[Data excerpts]
%%

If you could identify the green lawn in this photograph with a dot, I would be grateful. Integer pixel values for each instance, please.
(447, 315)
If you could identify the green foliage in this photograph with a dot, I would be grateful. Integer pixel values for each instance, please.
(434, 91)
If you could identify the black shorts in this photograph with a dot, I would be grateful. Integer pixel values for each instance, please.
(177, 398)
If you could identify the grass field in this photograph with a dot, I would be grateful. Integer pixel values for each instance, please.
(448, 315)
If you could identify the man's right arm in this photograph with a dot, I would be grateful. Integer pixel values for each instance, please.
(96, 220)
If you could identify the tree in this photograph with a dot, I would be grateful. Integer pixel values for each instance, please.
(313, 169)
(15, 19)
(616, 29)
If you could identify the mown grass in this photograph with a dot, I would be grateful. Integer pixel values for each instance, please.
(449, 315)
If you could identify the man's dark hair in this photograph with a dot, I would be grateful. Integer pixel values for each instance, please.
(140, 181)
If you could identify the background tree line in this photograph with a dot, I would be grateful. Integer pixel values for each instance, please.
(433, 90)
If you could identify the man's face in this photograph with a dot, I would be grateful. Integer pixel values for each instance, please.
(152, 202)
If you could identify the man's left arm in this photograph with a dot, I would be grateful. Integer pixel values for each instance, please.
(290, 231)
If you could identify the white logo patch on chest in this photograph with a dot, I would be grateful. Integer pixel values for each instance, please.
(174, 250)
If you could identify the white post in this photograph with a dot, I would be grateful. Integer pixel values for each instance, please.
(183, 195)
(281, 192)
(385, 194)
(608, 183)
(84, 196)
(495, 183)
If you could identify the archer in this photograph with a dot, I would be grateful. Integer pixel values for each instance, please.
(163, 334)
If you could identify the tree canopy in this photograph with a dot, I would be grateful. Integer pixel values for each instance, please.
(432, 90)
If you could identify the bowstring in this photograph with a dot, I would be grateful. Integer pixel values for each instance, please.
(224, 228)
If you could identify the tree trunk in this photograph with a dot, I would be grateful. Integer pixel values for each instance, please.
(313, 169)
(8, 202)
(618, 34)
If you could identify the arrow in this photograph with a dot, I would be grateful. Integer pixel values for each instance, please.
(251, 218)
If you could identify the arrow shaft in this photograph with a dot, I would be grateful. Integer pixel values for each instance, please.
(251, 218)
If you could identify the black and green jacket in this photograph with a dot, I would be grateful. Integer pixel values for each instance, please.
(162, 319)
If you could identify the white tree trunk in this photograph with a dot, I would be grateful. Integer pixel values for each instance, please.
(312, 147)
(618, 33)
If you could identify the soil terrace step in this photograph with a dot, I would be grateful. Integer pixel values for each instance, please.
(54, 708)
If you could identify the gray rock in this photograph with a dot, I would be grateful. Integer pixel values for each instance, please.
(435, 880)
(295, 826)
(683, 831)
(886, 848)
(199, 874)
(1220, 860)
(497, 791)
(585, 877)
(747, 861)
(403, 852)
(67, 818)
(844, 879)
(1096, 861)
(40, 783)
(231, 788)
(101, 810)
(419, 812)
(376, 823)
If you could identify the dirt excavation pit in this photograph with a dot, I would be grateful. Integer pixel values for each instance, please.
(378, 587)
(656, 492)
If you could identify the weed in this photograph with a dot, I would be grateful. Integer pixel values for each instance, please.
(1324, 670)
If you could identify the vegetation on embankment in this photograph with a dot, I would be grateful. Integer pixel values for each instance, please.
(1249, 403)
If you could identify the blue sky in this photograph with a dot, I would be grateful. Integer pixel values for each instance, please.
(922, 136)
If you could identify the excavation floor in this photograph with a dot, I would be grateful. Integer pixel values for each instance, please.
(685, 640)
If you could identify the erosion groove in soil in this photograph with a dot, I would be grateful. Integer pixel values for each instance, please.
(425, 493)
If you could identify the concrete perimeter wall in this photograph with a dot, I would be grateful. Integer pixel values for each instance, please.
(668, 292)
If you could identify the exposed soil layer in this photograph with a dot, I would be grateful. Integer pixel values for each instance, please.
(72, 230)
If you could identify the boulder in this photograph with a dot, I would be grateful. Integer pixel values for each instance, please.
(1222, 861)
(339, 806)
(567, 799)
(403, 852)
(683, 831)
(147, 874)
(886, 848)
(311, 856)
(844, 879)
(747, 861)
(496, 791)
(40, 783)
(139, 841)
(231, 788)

%%

- _INSTRUCTIONS TO FOLLOW_
Return every record in full, word for word.

- _ANSWER BOX_
If you could identify the green lawn in this photograph with a dot, I would be grateful. Integer pixel values for each instance, please.
(447, 315)
If you could identify the green foliage in this photograph with a dot, I would be grateful. Integer pixel values for each instance, please.
(434, 91)
If you could identify the black shorts in this photograph with a dot, I would be grateful. Integer pixel values for each instance, please.
(177, 398)
If you could identify the grass field in this photograph with a dot, I would be grateful. Integer pixel values for each instance, please.
(448, 315)
If you could identify the man's right arm in this photograph with a dot, I would be grateful. Integer pixel values for each instance, please.
(96, 220)
If you could identify the tree in this photograph with a dot, I would be grateful. Integer pixel values for each instance, please.
(313, 169)
(15, 19)
(616, 29)
If you could identify the mown grass in this photograph with a dot, I would be grateful. Integer pixel values for each instance, please.
(449, 315)
If you could identify the man's dark hair in this photograph with a dot, I would be grateful. Integer pixel values for each instance, please.
(140, 181)
If you could identify the background tree line in this photograph with a dot, I would be grateful. Integer pixel values for each instance, please.
(433, 90)
If you could identify the man's face in this photograph with a dot, I would be grateful. Integer pixel values for each instance, please.
(152, 202)
If you could identify the man's left arm in this photograph with a dot, I would be grateful. Integer pixel values for each instance, please.
(290, 231)
If you could identify the white logo patch on chest in this photograph with a dot, I would be grateful. Integer pixel values for each instance, please.
(174, 250)
If you could identify the white post in this photograph with a dot, I would be grateful. Integer pixel values for each instance, please.
(183, 195)
(281, 192)
(385, 194)
(608, 183)
(84, 196)
(495, 183)
If you could identify the archer in this photograph with a dot, I would be grateful. Integer pixel values for each instance, please.
(163, 334)
If you could identify the tree canopy in this photograph with a dot, I would be grateful. Integer pixel values for each instance, please.
(432, 90)
If you could identify the bowstring in this photograph with a dot, I would be grateful. Integer pixel values for each instance, please.
(224, 228)
If you could identify the tree trunk in this photograph with a dot, I would be grateful. Integer pixel values for each instance, please.
(313, 169)
(8, 202)
(618, 34)
If you could identify the arrow in this photograph with a dot, I would be grateful. Integer pixel values for each instance, please.
(251, 218)
If you could identify the arrow shaft in this photograph with a dot, I would be grateful. Integer pixel values for each instance, please.
(251, 218)
If you could identify the black and green jacket in this photograph with a dot, I would be grateful. Integer pixel values for each instance, please.
(162, 319)
If you could identify the white tree trunk in this photograph with a dot, I would be grateful. Integer pixel values for each instance, please.
(312, 147)
(618, 33)
If you could identify the soil terrace step in this photograph with a dot, I would be grateful. Integer pixel values for each instance, please.
(54, 708)
If you could identify the gray rock in this photograph with a dot, I would be grateful. Integer pixel values for each instance, please.
(435, 880)
(295, 826)
(683, 831)
(886, 848)
(199, 874)
(1220, 860)
(497, 791)
(585, 877)
(747, 861)
(403, 852)
(67, 818)
(844, 879)
(1096, 861)
(40, 783)
(231, 788)
(101, 810)
(419, 812)
(376, 823)
If you could identify the dirt excavation pit in this photograph with a dot, I would be grateful. Integer pixel values for each instance, please.
(378, 587)
(656, 492)
If you could identify the weed in this photograph with a dot, I would be grateful. Integer pixel values for each instance, please.
(1324, 670)
If you could identify the vegetation on embankment in this photograph with a dot, I would be grateful. Integer pixel values for each instance, please.
(1249, 403)
If you could identify the blue sky in this photograph with a dot, I would be grateful. Integer pixel values for each instance, please.
(922, 136)
If you could identify the excavation floor in this photograph with a dot, I would be grateful. Integer pixel values for each instance, please.
(685, 640)
If you could identify the erosion groove in soil in this photograph with a dot, I would be grateful. Integer pixel values for each instance, please.
(425, 493)
If you could identify the concrete perimeter wall in this photograph with a dot, I would be grateful. Integer pixel values for each instance, please.
(668, 292)
If you could identify the exposed soil layer in this photograph with a dot, I would be grateful. Integer pixel values for each instance, please.
(72, 230)
If you could identify the boulder in this photograph with a dot, I would be grateful. Integer pixel values for each instance, please.
(1222, 861)
(339, 806)
(567, 799)
(403, 852)
(683, 831)
(147, 874)
(886, 848)
(311, 856)
(844, 879)
(747, 861)
(496, 791)
(40, 783)
(139, 841)
(231, 788)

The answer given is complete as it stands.